• _TASK DATA_
==================================================

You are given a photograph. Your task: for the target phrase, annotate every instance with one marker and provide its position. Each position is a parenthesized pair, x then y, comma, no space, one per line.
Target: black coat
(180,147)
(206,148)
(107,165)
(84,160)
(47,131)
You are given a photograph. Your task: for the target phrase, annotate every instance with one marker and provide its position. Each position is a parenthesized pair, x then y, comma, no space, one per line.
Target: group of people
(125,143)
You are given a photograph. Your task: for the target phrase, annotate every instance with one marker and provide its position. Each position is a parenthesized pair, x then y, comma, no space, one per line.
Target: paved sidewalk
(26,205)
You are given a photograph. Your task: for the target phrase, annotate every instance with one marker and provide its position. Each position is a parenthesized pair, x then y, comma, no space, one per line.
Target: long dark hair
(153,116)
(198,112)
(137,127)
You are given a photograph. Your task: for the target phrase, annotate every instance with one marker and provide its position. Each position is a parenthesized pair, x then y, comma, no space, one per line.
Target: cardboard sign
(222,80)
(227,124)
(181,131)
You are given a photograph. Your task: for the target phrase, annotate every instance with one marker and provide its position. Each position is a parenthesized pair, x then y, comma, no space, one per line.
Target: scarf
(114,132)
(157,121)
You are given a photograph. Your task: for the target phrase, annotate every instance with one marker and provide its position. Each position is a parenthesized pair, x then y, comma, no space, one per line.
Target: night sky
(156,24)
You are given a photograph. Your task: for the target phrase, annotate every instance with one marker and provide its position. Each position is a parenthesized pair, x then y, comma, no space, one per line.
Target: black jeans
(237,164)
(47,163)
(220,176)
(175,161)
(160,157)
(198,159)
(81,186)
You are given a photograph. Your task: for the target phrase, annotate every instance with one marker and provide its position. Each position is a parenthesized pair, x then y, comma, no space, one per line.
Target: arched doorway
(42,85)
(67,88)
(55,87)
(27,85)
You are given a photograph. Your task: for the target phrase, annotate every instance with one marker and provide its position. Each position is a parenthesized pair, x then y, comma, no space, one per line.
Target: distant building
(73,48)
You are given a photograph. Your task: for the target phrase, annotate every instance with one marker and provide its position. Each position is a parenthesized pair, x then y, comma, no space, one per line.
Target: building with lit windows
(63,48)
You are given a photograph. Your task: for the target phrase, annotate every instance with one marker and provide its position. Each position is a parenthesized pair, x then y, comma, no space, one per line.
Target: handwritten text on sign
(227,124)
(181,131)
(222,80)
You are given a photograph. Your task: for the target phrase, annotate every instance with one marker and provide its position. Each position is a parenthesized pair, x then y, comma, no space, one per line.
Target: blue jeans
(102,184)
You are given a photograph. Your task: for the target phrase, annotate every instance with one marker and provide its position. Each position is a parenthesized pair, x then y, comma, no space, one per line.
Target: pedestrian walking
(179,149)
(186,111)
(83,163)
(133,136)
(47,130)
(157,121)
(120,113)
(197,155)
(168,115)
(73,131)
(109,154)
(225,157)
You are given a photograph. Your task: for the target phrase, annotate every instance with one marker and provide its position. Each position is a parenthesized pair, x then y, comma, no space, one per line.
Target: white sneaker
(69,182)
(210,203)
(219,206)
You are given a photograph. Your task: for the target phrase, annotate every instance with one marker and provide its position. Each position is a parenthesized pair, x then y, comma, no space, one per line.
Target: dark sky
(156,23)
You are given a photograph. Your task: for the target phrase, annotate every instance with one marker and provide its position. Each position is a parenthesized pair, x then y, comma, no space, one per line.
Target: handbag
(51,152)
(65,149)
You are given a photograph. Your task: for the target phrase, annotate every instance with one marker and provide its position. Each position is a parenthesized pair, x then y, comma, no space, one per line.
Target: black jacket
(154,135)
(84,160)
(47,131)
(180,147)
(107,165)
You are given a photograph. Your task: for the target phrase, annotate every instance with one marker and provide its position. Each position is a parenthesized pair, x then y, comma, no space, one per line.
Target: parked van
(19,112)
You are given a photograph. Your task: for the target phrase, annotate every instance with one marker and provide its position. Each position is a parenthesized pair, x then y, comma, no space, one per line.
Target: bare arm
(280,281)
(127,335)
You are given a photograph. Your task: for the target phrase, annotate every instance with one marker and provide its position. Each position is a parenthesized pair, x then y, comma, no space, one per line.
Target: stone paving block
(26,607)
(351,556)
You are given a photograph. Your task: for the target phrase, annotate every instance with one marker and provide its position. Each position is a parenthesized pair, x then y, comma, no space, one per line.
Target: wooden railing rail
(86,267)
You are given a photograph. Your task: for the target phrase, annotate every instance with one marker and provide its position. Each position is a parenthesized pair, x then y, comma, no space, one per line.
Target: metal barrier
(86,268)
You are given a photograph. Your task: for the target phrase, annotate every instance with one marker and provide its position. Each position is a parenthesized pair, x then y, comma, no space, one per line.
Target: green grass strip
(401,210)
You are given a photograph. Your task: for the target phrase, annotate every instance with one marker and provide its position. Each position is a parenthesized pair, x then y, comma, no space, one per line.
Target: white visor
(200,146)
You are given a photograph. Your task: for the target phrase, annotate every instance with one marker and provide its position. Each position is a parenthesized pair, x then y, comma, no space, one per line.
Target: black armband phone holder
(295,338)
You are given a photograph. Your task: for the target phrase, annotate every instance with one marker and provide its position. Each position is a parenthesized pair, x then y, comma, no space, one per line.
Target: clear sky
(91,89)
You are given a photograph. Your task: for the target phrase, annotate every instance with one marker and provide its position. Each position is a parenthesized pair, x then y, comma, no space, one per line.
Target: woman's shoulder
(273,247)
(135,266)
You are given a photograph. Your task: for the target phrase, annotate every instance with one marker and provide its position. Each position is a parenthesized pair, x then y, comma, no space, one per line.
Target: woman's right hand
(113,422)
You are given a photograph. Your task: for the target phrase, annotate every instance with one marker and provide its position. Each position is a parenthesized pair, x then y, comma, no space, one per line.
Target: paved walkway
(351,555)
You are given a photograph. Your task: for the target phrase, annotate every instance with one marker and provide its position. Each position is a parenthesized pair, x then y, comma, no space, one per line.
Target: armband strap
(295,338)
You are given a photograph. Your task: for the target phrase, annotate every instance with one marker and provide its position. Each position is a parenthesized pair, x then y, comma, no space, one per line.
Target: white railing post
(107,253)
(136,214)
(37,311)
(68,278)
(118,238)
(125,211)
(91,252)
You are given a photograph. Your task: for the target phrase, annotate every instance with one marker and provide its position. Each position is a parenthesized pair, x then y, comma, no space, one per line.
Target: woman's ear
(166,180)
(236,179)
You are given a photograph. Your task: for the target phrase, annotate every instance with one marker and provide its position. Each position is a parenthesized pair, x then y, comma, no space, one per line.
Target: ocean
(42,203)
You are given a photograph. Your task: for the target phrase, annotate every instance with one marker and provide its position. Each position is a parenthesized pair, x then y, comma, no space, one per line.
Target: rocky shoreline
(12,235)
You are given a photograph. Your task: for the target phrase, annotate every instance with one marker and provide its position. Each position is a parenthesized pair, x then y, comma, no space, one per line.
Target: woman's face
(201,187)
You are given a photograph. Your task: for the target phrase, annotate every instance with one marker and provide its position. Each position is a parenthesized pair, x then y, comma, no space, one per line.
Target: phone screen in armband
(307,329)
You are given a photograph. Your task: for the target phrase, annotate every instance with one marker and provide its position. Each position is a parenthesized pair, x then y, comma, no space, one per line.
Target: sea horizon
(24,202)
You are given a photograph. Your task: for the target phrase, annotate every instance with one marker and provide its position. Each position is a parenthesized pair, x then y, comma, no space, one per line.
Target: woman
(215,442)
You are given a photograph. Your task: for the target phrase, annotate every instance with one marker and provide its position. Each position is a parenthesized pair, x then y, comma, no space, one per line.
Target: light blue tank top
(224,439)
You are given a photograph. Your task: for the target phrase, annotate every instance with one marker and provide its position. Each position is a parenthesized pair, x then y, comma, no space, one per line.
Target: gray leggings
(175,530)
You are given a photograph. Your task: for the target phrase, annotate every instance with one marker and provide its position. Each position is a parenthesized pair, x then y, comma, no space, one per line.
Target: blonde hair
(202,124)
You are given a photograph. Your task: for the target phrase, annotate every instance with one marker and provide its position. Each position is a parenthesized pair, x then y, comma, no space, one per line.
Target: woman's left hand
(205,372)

==================================================

• _PROBLEM DESCRIPTION_
Your output must be the exact lines from the one containing "Target: light blue tank top" through the end of the data above, both included, and nothing more.

• _REPLY TO THE TASK_
Target: light blue tank top
(224,439)
You are given a photograph. Your task: for the target phrase, annotate every instance with one marker and provide its position. Each position is a parenthesized pair, x then y, comma, no space, one per line.
Target: gray leggings
(175,530)
You are given a photograph. Your task: for the target phrase, annotate every instance with one marker and provide its position. Each position is a parenthesized pair, x then y, comma, no space, one per line.
Target: blonde hair
(202,124)
You are given a photograph. Your task: for the target phrase, annotate every instance with one marker and provide its position. Each position is a parenthesized pair, x then y, comma, no space, one per line.
Target: woman's left hand
(205,372)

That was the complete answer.